TO DO:
From the listing below, rewrite the part that opens with the line containing "top you see above." and closes with the line containing "[356,123,524,162]", replacing "decorative" with "ornamental" and leaving everything else as it is.

MATERIAL FOR THE TASK:
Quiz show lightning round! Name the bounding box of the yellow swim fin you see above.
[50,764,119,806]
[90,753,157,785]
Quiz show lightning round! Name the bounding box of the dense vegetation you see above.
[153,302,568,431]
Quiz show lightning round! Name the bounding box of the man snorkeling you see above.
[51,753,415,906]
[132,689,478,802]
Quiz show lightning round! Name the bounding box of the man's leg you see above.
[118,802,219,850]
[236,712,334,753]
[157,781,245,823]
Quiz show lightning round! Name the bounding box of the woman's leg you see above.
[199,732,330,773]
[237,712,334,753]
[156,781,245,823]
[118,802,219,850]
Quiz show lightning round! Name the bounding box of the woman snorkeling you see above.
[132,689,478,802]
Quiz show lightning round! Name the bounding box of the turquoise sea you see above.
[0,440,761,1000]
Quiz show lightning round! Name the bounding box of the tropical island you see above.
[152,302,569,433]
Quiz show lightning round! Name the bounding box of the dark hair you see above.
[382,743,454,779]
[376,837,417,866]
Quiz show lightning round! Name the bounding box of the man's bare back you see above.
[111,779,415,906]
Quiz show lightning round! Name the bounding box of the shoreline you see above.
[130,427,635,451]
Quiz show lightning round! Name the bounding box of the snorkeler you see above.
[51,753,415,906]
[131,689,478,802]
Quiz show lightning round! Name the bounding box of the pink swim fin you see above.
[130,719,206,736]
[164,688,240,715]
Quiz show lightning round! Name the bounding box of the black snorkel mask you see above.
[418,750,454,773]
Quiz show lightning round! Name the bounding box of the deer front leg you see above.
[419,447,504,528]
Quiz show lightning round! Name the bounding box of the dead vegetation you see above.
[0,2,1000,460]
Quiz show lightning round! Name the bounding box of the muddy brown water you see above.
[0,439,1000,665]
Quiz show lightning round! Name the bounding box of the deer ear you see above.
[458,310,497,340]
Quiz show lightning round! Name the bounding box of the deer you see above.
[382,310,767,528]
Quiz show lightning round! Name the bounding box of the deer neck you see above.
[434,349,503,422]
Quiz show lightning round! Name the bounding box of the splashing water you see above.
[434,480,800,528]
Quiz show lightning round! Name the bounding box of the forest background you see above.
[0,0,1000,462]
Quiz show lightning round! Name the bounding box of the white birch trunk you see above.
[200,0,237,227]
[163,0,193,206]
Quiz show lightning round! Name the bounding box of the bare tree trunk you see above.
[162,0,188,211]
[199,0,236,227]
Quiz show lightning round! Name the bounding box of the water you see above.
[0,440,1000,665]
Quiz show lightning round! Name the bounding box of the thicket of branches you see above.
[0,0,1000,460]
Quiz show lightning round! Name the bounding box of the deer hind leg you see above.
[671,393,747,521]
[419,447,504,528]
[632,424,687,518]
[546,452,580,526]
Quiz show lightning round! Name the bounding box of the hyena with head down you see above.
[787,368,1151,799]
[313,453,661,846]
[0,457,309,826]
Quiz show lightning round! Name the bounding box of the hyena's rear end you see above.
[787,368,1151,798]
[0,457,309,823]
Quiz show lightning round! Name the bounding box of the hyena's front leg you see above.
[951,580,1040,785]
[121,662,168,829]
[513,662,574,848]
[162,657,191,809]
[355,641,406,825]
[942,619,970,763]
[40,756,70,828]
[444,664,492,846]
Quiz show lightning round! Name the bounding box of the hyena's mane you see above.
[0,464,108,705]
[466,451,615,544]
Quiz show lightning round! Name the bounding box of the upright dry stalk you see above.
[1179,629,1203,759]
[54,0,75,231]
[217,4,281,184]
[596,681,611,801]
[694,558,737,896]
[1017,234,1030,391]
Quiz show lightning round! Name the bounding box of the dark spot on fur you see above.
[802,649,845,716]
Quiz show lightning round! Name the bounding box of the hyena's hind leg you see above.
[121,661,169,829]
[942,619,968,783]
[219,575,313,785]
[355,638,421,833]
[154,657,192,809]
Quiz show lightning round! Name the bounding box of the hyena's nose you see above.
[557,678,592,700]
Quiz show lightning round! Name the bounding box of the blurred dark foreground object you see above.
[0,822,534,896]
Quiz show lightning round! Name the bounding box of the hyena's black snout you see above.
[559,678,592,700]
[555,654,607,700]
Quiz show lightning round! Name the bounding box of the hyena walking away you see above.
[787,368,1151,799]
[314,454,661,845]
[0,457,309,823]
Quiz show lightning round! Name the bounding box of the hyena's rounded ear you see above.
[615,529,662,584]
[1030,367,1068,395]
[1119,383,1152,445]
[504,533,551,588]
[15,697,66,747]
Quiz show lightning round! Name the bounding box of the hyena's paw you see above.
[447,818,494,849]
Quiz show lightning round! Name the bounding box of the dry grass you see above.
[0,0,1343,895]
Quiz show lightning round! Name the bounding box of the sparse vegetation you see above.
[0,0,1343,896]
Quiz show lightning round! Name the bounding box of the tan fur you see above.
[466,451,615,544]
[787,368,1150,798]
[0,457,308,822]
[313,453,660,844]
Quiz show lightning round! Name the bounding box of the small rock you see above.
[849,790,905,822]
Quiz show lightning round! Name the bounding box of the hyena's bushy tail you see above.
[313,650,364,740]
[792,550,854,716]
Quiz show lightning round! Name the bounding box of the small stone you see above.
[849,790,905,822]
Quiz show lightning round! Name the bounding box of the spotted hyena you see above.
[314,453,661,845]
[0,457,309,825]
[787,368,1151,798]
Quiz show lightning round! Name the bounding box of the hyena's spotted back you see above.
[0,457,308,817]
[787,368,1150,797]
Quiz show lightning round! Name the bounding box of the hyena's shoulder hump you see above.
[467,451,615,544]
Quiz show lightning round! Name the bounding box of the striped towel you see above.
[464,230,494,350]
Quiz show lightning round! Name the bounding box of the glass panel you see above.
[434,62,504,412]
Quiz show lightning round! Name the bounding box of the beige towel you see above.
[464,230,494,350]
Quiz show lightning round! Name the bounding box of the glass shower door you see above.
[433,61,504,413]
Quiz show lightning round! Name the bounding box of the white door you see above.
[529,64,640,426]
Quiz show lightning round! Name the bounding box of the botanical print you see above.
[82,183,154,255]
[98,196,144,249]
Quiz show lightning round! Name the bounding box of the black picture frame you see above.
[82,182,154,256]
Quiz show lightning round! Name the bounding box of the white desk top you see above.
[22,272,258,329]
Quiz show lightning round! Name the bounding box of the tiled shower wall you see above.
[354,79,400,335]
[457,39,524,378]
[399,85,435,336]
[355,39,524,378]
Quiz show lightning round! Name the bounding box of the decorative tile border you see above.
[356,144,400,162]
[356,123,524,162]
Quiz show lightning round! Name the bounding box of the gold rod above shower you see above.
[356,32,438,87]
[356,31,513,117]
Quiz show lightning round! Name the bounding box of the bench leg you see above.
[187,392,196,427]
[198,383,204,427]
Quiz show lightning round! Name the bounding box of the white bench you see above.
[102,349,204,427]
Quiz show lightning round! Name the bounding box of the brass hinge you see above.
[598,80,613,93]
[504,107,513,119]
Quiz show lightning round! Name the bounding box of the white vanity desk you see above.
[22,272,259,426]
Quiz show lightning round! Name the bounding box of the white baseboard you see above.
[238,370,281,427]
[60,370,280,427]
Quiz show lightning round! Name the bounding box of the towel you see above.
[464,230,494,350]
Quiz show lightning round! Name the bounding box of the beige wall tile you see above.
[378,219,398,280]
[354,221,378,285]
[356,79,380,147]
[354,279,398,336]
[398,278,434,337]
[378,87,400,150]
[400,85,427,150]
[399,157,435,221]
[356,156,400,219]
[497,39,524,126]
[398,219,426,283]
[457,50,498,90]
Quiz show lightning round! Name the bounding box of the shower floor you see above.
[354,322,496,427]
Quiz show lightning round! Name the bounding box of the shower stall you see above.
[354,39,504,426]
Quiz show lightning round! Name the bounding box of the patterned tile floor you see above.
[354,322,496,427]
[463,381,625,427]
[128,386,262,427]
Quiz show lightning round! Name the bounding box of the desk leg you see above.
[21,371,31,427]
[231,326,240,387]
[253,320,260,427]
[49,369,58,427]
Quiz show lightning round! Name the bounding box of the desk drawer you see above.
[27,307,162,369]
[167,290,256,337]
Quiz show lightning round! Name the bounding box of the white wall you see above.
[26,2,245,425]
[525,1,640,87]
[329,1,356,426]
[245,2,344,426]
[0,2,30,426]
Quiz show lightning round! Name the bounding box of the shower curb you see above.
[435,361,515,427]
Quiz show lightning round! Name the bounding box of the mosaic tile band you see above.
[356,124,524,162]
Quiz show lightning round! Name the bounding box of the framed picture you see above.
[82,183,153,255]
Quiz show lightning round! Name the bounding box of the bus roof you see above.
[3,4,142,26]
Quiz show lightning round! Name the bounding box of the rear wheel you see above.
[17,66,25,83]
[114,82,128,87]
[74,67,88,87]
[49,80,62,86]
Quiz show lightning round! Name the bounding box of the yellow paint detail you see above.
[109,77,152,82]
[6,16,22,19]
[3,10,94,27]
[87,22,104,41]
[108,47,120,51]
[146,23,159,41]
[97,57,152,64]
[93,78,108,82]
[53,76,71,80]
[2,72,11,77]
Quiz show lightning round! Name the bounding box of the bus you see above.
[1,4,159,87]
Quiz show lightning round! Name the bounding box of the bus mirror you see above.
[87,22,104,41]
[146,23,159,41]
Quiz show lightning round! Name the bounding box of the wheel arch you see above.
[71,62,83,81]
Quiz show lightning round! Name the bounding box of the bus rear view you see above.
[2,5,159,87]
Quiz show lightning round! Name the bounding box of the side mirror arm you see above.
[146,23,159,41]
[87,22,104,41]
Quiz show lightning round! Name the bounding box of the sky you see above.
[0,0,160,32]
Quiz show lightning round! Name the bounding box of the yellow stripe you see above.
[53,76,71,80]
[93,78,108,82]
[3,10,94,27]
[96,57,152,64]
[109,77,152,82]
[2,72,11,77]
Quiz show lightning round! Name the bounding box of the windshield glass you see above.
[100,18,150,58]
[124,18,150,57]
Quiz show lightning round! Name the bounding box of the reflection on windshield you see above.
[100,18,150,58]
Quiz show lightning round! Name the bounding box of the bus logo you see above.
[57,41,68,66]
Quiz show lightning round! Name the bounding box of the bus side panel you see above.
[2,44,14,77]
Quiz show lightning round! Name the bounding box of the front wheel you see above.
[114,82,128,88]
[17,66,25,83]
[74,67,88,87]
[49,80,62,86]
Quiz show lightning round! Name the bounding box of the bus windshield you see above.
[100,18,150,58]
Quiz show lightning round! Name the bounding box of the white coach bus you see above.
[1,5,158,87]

EXERCISE RESPONSE:
Quiz show lightning round! Name the bounding box of the white desk top you see above.
[22,272,258,329]
Quiz show lightning round! Name the bounding box of the tiled shower wall you see above.
[354,79,400,335]
[457,39,524,378]
[399,85,435,336]
[355,39,524,378]
Quiz show lightning round! Name the bounding box of the ornamental tile border you see above.
[356,144,400,162]
[356,123,524,162]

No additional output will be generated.